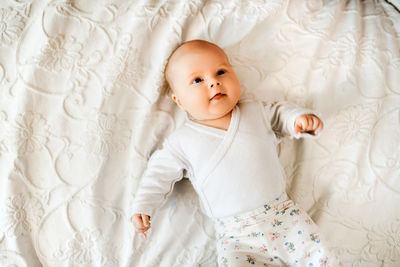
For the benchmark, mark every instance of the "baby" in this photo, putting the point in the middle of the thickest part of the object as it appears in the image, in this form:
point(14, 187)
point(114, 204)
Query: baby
point(228, 151)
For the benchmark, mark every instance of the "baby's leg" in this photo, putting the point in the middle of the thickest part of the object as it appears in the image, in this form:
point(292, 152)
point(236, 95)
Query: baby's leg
point(284, 235)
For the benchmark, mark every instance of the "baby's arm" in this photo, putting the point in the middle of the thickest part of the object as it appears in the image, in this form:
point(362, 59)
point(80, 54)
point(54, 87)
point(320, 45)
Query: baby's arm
point(308, 123)
point(163, 170)
point(287, 119)
point(141, 222)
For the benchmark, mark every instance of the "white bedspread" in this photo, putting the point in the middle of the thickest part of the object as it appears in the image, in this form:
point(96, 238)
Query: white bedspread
point(83, 105)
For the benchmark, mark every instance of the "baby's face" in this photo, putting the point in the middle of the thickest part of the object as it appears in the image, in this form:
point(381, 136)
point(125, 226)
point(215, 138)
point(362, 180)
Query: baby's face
point(203, 81)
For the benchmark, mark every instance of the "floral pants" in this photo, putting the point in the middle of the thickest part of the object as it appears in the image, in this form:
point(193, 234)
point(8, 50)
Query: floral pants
point(278, 234)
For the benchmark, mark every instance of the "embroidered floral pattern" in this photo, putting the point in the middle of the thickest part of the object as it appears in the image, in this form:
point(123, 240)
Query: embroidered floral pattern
point(21, 213)
point(32, 132)
point(196, 256)
point(11, 25)
point(384, 242)
point(60, 54)
point(354, 124)
point(87, 248)
point(5, 136)
point(107, 134)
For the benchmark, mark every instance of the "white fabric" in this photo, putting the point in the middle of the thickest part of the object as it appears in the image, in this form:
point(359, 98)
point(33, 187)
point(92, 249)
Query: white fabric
point(232, 171)
point(82, 107)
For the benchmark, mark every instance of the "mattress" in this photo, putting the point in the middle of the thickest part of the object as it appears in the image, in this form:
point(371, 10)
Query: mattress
point(83, 105)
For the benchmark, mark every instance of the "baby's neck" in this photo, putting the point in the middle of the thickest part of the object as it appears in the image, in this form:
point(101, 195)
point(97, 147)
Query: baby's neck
point(220, 123)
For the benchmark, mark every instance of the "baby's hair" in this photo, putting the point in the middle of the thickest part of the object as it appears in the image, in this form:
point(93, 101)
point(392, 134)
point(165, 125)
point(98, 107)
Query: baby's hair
point(169, 89)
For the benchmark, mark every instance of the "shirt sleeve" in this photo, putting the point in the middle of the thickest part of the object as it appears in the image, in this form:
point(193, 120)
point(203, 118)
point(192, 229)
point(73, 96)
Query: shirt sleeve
point(163, 170)
point(282, 115)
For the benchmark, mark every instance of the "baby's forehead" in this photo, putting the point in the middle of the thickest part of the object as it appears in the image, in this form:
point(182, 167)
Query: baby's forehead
point(197, 48)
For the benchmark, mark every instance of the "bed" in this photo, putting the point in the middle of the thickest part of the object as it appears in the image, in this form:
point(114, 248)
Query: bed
point(83, 106)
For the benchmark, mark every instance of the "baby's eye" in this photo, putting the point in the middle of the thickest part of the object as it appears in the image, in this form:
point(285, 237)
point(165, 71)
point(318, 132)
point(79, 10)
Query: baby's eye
point(197, 80)
point(220, 72)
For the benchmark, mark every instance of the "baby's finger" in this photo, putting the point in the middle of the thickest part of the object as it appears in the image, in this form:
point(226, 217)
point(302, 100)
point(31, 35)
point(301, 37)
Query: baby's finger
point(146, 220)
point(319, 127)
point(137, 220)
point(300, 124)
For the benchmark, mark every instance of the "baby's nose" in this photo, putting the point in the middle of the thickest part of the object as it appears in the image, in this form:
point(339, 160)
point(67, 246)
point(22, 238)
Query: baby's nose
point(214, 83)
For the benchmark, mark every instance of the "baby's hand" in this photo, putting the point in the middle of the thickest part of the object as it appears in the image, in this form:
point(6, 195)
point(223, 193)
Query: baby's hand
point(308, 123)
point(141, 223)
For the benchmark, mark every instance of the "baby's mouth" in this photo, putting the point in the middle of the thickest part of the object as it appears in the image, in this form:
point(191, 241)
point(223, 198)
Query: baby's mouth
point(217, 96)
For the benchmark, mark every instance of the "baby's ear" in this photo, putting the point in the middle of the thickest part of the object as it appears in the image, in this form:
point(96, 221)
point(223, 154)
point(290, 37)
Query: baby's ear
point(177, 101)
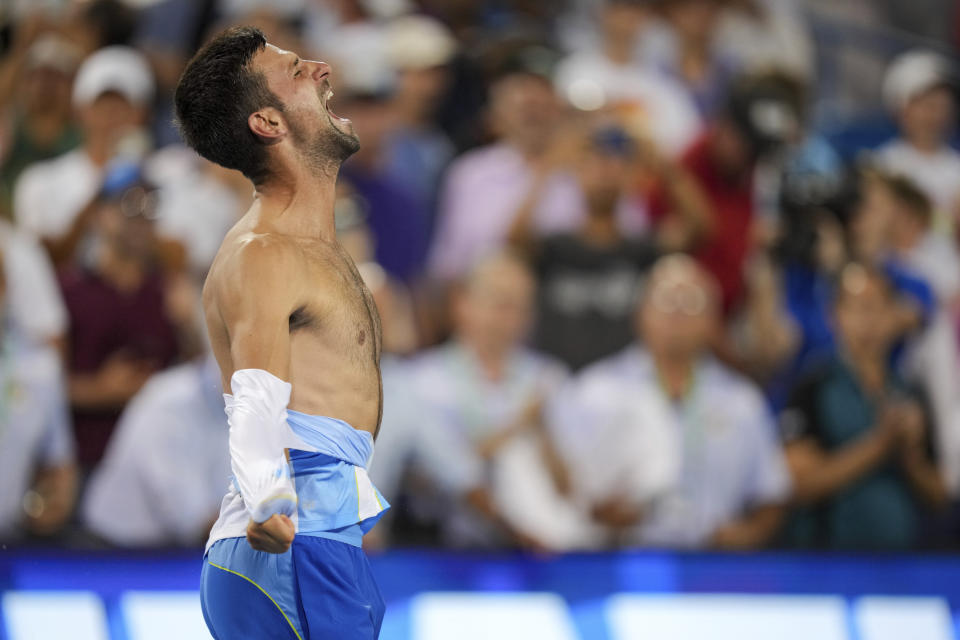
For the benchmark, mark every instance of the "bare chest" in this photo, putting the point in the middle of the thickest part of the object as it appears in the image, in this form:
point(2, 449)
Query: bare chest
point(338, 308)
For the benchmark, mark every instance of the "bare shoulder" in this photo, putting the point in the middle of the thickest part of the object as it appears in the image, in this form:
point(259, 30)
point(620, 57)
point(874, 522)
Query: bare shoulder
point(254, 266)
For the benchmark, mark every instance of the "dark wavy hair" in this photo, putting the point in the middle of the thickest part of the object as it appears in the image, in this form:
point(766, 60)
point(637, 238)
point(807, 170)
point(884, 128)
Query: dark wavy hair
point(216, 95)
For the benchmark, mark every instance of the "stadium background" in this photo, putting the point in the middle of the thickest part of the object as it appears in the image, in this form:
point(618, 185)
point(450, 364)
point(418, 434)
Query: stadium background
point(525, 165)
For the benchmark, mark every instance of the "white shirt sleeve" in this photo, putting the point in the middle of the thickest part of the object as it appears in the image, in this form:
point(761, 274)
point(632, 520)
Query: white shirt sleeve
point(768, 481)
point(35, 300)
point(449, 257)
point(57, 445)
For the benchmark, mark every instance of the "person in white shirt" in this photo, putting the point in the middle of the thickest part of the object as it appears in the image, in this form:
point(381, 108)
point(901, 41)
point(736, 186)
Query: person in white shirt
point(163, 476)
point(918, 90)
point(482, 393)
point(608, 76)
point(111, 94)
point(675, 449)
point(526, 168)
point(34, 302)
point(38, 475)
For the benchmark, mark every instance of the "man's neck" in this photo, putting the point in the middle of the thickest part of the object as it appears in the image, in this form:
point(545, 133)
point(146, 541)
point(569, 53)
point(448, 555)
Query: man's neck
point(300, 204)
point(675, 373)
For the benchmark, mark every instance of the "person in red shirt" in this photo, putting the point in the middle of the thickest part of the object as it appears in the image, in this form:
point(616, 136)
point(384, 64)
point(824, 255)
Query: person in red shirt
point(123, 320)
point(762, 115)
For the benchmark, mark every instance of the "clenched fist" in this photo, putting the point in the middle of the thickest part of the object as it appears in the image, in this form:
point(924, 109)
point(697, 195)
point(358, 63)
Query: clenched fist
point(273, 535)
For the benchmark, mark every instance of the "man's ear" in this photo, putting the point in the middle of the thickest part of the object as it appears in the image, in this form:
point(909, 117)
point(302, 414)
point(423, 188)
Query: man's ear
point(268, 125)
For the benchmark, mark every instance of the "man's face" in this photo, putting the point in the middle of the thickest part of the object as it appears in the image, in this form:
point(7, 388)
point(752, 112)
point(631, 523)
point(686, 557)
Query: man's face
point(127, 225)
point(871, 225)
point(496, 309)
point(524, 109)
point(603, 175)
point(678, 313)
point(303, 86)
point(864, 313)
point(111, 113)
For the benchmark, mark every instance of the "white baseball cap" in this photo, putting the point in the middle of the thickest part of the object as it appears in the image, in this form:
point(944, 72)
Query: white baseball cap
point(115, 68)
point(913, 73)
point(419, 42)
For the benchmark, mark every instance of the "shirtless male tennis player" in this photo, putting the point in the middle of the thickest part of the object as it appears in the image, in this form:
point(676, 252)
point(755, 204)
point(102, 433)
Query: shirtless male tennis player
point(297, 337)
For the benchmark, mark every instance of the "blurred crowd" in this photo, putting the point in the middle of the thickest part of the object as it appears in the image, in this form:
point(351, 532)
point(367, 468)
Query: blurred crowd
point(651, 273)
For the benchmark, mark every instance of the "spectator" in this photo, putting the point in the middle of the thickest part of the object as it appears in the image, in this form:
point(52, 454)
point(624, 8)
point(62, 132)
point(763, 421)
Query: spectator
point(680, 451)
point(485, 390)
point(859, 444)
point(111, 94)
point(688, 52)
point(162, 477)
point(485, 189)
point(589, 279)
point(190, 184)
point(608, 76)
point(397, 216)
point(35, 309)
point(919, 91)
point(37, 469)
point(392, 298)
point(897, 214)
point(124, 323)
point(35, 112)
point(416, 151)
point(762, 114)
point(906, 215)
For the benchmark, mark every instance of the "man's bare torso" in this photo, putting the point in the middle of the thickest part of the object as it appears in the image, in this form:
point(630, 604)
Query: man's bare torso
point(334, 327)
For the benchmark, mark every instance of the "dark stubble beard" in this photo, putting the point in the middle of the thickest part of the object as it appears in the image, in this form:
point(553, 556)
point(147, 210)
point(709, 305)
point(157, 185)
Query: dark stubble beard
point(327, 149)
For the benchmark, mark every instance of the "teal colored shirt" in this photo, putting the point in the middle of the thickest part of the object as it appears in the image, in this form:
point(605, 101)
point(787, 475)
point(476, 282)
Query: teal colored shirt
point(879, 510)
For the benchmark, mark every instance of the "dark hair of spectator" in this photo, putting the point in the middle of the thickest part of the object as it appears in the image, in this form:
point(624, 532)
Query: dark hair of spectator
point(857, 270)
point(908, 194)
point(216, 95)
point(114, 21)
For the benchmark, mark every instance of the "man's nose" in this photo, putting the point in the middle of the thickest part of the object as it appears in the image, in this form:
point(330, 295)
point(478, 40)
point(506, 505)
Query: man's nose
point(320, 70)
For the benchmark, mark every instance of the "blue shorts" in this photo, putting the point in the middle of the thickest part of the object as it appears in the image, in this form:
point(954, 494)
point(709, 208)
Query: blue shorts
point(320, 588)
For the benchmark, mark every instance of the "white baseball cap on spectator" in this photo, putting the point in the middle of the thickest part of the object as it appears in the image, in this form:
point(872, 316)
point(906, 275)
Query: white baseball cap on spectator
point(419, 42)
point(115, 68)
point(912, 74)
point(53, 52)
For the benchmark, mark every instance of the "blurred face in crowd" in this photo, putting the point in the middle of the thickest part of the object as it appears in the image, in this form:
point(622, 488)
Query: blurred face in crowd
point(126, 224)
point(495, 308)
point(304, 89)
point(524, 111)
point(864, 312)
point(45, 89)
point(373, 118)
point(109, 114)
point(422, 87)
point(927, 119)
point(603, 173)
point(621, 20)
point(679, 309)
point(730, 149)
point(693, 20)
point(872, 221)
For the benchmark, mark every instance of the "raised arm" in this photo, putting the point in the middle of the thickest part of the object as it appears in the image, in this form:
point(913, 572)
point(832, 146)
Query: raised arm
point(254, 293)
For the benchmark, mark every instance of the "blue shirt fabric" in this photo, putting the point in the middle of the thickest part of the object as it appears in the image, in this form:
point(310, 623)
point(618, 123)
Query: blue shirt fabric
point(878, 510)
point(808, 298)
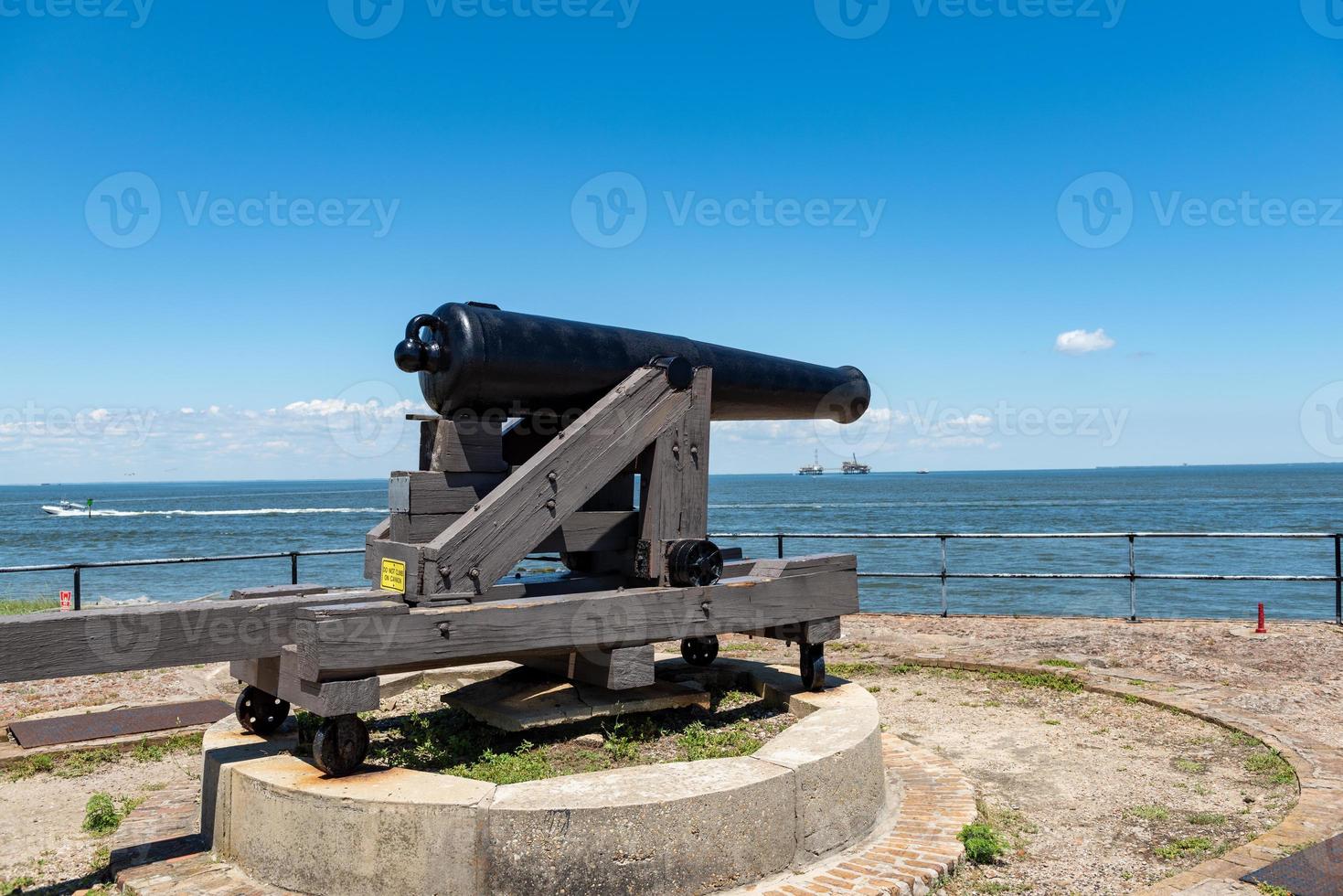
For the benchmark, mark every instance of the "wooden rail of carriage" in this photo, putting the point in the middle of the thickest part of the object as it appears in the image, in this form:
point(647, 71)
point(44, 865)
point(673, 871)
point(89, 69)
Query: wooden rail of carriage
point(481, 501)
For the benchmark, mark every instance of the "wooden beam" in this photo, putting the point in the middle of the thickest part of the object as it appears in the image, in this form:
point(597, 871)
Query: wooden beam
point(633, 617)
point(553, 484)
point(277, 592)
point(277, 676)
point(618, 669)
point(152, 637)
point(378, 532)
point(464, 445)
point(675, 483)
point(584, 531)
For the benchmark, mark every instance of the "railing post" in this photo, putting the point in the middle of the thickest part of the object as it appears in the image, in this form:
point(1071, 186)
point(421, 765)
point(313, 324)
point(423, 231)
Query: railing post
point(1338, 579)
point(1133, 579)
point(943, 540)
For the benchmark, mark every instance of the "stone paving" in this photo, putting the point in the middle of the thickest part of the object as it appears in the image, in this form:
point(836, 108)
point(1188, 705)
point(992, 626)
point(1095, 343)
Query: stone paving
point(908, 858)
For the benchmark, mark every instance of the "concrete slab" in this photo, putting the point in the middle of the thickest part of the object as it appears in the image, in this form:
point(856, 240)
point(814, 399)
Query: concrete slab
point(676, 827)
point(383, 832)
point(837, 764)
point(524, 699)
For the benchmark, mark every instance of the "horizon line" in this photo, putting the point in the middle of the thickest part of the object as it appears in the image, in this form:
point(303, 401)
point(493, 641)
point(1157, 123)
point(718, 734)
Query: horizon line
point(1047, 469)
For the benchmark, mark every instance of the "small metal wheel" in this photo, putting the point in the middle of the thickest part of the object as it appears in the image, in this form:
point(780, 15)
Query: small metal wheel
point(813, 666)
point(260, 712)
point(340, 744)
point(700, 652)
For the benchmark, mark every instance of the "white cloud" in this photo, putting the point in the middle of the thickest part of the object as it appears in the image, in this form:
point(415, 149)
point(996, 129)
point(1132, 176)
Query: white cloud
point(1079, 341)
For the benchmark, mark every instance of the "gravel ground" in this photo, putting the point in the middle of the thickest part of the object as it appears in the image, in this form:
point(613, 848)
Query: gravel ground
point(1113, 782)
point(1085, 787)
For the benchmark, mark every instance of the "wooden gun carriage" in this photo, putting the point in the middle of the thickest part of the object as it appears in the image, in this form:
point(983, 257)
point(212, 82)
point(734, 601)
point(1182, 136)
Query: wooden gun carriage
point(586, 441)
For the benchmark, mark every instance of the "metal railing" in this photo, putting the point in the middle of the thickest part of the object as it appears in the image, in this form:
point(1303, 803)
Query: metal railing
point(111, 564)
point(943, 574)
point(1134, 577)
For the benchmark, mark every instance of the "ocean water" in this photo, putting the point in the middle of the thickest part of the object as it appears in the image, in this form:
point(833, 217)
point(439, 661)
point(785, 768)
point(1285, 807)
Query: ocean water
point(159, 520)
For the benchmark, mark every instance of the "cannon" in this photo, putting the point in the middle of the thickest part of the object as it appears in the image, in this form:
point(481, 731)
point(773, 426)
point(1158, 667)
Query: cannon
point(549, 435)
point(477, 357)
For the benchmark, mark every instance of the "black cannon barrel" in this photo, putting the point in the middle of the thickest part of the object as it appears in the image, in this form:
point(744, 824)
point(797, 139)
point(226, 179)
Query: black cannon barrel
point(477, 357)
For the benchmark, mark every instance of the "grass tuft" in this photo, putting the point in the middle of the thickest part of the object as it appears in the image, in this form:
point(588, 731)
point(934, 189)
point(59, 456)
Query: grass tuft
point(1208, 818)
point(1150, 813)
point(984, 845)
point(103, 815)
point(1185, 848)
point(1271, 764)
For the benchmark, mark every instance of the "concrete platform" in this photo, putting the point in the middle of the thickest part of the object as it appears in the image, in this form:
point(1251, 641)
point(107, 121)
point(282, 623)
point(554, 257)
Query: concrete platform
point(676, 827)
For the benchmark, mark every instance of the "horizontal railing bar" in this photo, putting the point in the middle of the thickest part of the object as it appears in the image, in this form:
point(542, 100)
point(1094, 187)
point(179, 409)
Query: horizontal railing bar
point(152, 561)
point(1022, 535)
point(1140, 577)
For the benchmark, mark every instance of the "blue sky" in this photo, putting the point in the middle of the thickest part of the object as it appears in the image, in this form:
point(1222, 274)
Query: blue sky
point(939, 192)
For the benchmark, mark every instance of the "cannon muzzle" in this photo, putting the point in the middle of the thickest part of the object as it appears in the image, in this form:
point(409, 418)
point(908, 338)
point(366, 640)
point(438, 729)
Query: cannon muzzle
point(480, 359)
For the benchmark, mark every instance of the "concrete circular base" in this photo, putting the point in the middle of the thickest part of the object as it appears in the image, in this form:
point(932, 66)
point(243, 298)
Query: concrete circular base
point(675, 827)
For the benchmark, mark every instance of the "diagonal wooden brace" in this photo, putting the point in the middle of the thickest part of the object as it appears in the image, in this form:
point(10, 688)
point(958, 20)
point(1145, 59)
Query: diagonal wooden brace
point(489, 539)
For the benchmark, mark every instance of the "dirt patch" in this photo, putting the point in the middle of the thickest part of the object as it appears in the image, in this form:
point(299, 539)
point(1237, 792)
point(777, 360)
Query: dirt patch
point(42, 813)
point(415, 731)
point(1087, 793)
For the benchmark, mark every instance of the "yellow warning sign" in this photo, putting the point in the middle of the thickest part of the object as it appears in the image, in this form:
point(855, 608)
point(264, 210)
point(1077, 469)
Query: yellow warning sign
point(394, 575)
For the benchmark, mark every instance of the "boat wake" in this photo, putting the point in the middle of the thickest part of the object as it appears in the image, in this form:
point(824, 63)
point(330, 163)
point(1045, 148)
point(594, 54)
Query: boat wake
point(250, 512)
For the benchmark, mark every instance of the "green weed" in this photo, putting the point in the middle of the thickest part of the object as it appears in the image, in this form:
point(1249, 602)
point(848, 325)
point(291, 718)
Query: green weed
point(1271, 764)
point(982, 842)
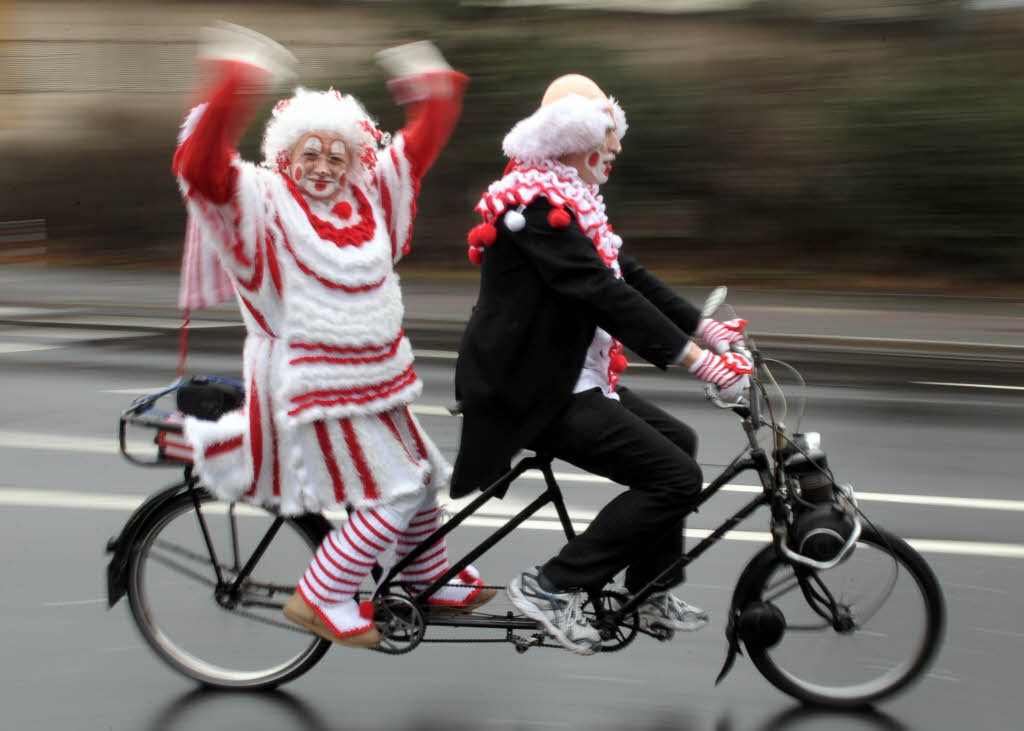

------------------------------------------------------------

ZIEL DER ÜBUNG:
Welche Zeilen der Einträge oben enthalten die Zeichenfolge „pattern“? Liste jede dieser Zeilen vollständig auf und achte dabei auf Groß- und Kleinschreibung.

LÖSUNG DER ÜBUNG:
For the benchmark, mark every instance of the "embroidered floral pattern" in this photo, putting the point in the middle of the thickest part of the object as it appears in the image, in this form:
Query: embroidered floral pattern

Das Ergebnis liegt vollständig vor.